▸ **EXTRAIT DU DOCUMENT**:
Face à la presse, ce samedi, le Premier ministre adjoint a défendu la continuité du MMM au gouvernement.

« La crise aura eu son bon côté », affirme Paul Bérenger, qui transforme les récentes frictions au sein du gouvernement en tremplin pour un « nouveau départ », avec la réforme électorale en fer de lance.

Lors d’une conférence de presse à son bureau à l’Hôtel du gouvernement, samedi, le Premier ministre adjoint et leader du MMM a tenu à clarifier sa position et celle de son parti face aux tensions récentes au sein de l’Alliance du Changement. Au-delà d’un bilan de la première année de coalition, il a esquissé des engagements concrets pour un « nouveau départ ».

Paul Bérenger a ouvert sa conférence en rectifiant les rumeurs. « Contrairement à ce qui a été dit, la décision de rester au gouvernement n’est pas une décision personnelle. Ce que j’ai recommandé au comité central, qui s’est réuni juste avant (NdlR, lundi 17 novembre), c’est qu’on reste au gouvernement après que j’ai eu deux rencontres avec Navin Ramgoolam, le 15 novembre et le 17 novembre », a-t-il expliqué. C’est à la lumière de ces entretiens que le comité central a validé cette orientation, marquant une relance de l’alliance.

Aux questions des journalistes, Paul Bérenger a précisé sa position personnelle : « Je ne demandais pas que le MMM quitte le gouvernement. Ma décision portait uniquement sur mon rôle en tant que Premier ministre adjoint. C’est moi qui devais décider si je me retirais ou non, et ensuite, le parti prendrait la sienne. »

Le leader du MMM a salué les acquis de la première année au pouvoir, depuis les élections de fin 2024. « Le plus grand accomplissement de l’Alliance du Changement a été de mettre fin au règne du MSM. En dix ans, ils ont fait beaucoup de tort au pays », a-t-il affirmé.

Parmi les progrès : une restauration de la démocratie sans crainte, une liberté d’informer accrue à la Mauritius Broadcasting Corporation (MBC) et dans la presse, une réorganisation de la police, et un recul net de la corruption. « Il y a encore de la corruption, mais elle a fortement reculé. C’est un monde de différence par rapport à ce que c’était sous le MSM », a-t-il ajouté.

Sur le plan économique, l’alliance a évité un « downgrading » par Moody’s, malgré la « dette colossale et mortelle » héritée. « Je suis très fier de ce qu’on a pu accomplir », a-t-il conclu, tout en admettant des « désaccords » et des « mécontentements » dus à des lenteurs et à de mauvaises nominations.

▸ **ENTRÉES FOURNIES**:
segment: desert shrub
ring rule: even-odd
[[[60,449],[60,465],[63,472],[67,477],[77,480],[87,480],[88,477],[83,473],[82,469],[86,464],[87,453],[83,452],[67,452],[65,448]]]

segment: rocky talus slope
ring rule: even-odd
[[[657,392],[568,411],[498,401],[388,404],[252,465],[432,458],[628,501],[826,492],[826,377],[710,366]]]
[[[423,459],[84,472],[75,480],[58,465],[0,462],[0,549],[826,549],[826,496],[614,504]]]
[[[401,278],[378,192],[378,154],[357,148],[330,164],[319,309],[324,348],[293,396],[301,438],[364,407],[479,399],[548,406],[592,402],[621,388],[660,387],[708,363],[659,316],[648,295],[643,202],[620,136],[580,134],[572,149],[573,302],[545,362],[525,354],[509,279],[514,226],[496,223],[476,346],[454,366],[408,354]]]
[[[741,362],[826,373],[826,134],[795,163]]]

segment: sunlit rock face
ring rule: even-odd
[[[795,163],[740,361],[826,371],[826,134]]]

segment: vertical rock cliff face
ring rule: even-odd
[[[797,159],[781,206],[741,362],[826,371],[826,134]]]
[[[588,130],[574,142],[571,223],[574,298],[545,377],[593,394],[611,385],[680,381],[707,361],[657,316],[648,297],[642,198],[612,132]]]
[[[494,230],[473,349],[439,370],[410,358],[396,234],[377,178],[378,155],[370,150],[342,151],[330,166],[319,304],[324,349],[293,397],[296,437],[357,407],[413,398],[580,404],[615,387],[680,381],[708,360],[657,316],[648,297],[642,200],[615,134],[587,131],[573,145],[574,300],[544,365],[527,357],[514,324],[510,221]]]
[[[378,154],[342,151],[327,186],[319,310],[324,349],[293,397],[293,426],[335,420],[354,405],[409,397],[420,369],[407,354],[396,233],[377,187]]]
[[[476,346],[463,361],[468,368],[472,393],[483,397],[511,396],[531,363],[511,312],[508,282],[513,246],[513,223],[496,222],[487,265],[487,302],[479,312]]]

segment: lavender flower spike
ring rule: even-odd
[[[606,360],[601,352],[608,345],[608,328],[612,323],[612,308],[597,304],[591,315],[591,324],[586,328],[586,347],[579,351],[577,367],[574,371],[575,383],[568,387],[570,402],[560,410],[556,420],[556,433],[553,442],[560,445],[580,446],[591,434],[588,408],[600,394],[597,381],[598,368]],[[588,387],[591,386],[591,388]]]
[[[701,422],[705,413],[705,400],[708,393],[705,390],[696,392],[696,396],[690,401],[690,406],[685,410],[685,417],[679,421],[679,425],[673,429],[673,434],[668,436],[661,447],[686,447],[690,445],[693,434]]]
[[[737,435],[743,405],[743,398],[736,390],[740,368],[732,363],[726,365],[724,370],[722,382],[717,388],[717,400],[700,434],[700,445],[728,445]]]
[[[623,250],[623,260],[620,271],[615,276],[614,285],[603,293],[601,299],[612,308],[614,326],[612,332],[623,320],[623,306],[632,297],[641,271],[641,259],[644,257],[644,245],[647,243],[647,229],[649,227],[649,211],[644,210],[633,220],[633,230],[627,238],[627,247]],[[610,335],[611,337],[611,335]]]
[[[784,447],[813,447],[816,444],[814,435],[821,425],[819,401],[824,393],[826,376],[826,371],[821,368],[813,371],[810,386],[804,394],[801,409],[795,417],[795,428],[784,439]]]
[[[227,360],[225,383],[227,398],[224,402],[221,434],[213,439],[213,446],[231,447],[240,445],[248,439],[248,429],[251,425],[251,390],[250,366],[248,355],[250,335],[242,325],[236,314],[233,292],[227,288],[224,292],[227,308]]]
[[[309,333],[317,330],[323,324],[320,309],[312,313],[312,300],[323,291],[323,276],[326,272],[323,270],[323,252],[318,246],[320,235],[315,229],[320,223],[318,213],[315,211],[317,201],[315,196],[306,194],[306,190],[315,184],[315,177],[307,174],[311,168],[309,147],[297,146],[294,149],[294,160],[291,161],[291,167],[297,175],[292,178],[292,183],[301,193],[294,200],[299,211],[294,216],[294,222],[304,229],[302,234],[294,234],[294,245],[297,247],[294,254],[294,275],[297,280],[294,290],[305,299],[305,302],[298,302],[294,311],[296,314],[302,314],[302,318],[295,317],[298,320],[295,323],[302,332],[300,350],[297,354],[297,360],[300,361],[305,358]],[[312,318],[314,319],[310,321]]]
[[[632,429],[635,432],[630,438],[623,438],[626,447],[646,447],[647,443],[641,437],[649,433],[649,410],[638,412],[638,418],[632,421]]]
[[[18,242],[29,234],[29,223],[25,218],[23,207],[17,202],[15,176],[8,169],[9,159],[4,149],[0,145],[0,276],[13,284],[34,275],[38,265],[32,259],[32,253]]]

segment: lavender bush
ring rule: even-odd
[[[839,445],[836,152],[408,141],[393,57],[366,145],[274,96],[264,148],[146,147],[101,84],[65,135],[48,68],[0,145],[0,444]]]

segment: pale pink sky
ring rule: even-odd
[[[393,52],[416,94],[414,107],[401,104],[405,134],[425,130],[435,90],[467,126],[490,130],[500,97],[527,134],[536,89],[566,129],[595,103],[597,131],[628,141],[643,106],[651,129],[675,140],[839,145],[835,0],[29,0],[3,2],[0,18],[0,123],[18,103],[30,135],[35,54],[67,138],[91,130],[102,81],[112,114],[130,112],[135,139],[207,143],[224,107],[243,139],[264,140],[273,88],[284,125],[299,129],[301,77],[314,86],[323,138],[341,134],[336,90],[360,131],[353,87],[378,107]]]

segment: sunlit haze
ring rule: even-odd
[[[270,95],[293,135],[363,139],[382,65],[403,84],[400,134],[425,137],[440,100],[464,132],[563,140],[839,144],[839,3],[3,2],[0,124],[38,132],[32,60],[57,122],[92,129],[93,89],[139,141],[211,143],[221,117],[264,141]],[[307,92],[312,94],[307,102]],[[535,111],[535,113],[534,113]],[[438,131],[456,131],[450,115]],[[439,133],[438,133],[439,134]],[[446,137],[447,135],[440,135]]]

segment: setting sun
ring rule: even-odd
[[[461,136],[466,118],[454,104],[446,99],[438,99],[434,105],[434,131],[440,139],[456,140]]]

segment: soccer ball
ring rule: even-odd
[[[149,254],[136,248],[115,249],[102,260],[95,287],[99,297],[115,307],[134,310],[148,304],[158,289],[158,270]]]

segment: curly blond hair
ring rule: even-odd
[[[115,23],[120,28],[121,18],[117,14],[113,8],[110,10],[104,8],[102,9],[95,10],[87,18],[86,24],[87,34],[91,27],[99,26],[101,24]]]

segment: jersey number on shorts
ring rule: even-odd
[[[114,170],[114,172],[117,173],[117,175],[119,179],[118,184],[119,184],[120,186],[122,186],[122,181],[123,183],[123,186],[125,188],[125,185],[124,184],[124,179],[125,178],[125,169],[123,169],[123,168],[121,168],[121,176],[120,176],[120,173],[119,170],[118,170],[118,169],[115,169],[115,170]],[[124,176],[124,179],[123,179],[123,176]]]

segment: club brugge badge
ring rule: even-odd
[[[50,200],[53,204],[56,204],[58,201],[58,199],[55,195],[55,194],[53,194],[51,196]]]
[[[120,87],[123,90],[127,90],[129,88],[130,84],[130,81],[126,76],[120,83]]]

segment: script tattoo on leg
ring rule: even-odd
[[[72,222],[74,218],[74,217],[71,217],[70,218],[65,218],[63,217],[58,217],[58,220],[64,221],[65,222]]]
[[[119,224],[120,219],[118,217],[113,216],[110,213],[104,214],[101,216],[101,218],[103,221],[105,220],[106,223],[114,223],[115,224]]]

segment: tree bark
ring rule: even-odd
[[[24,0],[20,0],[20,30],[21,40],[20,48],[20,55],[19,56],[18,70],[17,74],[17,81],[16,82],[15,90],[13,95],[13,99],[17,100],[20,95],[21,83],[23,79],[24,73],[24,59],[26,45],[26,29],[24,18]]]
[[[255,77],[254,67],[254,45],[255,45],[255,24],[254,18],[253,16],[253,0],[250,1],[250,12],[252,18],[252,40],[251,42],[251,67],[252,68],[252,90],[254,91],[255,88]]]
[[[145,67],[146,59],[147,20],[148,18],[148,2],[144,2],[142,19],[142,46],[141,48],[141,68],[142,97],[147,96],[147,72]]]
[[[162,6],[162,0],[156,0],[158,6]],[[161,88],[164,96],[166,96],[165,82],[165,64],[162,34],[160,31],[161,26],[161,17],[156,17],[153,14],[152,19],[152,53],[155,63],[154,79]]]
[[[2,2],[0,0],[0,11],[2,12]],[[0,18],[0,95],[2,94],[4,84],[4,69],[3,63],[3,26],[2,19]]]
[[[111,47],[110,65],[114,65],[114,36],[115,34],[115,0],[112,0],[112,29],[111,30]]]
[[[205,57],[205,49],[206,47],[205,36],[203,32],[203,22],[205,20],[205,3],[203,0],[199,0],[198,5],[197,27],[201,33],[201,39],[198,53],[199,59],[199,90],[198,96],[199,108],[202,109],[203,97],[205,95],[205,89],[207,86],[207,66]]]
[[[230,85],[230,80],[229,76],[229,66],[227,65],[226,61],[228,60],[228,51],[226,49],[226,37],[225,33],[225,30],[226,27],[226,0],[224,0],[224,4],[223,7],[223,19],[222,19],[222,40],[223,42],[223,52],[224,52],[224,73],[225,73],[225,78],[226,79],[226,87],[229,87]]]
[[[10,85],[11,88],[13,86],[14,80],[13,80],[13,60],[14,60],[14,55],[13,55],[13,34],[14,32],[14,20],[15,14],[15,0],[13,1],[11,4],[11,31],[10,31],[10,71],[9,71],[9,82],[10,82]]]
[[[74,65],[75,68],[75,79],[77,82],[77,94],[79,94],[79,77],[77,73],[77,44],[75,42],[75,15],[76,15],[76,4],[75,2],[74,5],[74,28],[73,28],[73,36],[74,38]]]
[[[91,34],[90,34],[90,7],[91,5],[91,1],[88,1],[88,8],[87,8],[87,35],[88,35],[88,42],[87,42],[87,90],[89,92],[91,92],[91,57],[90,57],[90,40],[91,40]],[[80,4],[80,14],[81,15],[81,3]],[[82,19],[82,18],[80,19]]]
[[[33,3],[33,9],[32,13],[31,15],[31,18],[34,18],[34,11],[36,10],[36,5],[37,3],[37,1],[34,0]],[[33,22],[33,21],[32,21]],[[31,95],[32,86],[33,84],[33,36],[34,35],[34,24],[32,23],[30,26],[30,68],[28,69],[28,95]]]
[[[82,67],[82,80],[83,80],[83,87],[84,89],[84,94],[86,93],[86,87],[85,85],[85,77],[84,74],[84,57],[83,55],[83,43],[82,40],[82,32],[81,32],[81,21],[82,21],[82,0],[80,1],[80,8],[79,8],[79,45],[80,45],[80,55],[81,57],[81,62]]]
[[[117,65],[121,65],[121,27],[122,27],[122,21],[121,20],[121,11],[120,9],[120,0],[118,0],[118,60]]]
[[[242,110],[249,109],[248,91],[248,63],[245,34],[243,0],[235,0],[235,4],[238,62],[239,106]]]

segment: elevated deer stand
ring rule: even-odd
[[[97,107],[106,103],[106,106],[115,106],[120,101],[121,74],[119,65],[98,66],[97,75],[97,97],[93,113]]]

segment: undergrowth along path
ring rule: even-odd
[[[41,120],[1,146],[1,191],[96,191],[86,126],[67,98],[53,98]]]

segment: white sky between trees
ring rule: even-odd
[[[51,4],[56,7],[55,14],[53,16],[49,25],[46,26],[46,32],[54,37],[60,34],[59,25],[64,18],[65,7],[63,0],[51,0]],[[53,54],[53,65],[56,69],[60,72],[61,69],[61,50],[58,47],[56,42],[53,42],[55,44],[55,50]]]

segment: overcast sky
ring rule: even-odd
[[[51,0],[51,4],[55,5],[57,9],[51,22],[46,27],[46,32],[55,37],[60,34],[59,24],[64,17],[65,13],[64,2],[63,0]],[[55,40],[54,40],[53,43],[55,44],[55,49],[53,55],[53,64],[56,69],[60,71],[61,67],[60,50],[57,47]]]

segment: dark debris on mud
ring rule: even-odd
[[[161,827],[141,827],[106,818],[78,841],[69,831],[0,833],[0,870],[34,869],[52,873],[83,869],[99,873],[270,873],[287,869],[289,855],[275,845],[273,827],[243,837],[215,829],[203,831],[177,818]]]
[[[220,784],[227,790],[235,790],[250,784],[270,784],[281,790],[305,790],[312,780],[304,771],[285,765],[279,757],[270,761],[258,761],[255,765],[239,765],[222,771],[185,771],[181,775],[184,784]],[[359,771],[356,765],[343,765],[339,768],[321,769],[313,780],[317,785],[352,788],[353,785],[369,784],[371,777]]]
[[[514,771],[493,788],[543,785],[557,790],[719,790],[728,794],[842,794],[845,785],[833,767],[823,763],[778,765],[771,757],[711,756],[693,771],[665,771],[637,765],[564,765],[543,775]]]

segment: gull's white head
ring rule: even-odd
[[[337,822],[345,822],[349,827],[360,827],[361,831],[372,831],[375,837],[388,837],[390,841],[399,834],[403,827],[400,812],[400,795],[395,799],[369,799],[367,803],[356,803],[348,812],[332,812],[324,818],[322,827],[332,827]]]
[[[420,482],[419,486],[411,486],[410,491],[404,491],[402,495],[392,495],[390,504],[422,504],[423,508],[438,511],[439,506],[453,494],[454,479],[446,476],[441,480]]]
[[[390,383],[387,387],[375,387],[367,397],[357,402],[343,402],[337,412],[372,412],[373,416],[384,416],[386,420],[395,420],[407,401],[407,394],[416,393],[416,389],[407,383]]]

▸ **TÂCHES**:
**a.** Citez fidèlement le passage de l'extrait sur la conférence de presse de Paul Bérenger qui commence par « Paul Bérenger a ouvert » et se poursuit jusqu'à « relance de l’alliance. ».
**b.** Mettez sous forme de liste numérotée les lignes des entrées, depuis la toute première jusqu'à la ligne contenant « [[[795,163],[740,361],[826,371],[826,134]]] » incluse, en omettant les lignes vides.

▸ **RÉSULTATS DANS L'ORDRE**:
**a.**
Paul Bérenger a ouvert sa conférence en rectifiant les rumeurs. « Contrairement à ce qui a été dit, la décision de rester au gouvernement n’est pas une décision personnelle. Ce que j’ai recommandé au comité central, qui s’est réuni juste avant (NdlR, lundi 17 novembre), c’est qu’on reste au gouvernement après que j’ai eu deux rencontres avec Navin Ramgoolam, le 15 novembre et le 17 novembre », a-t-il expliqué. C’est à la lumière de ces entretiens que le comité central a validé cette orientation, marquant une relance de l’alliance.

**b.**
1. segment: desert shrub
2. ring rule: even-odd
3. [[[60,449],[60,465],[63,472],[67,477],[77,480],[87,480],[88,477],[83,473],[82,469],[86,464],[87,453],[83,452],[67,452],[65,448]]]
4. segment: rocky talus slope
5. ring rule: even-odd
6. [[[657,392],[568,411],[498,401],[388,404],[252,465],[432,458],[628,501],[826,492],[826,377],[710,366]]]
7. [[[423,459],[84,472],[75,480],[58,465],[0,462],[0,549],[826,549],[826,496],[614,504]]]
8. [[[401,278],[378,192],[378,154],[357,148],[330,164],[319,309],[324,348],[293,396],[301,438],[364,407],[479,399],[548,406],[592,402],[621,388],[660,387],[708,363],[659,316],[648,295],[643,202],[620,136],[580,134],[572,149],[573,302],[545,362],[525,354],[509,279],[514,226],[496,223],[476,346],[454,366],[408,354]]]
9. [[[741,362],[826,373],[826,134],[795,163]]]
10. segment: sunlit rock face
11. ring rule: even-odd
12. [[[795,163],[740,361],[826,371],[826,134]]]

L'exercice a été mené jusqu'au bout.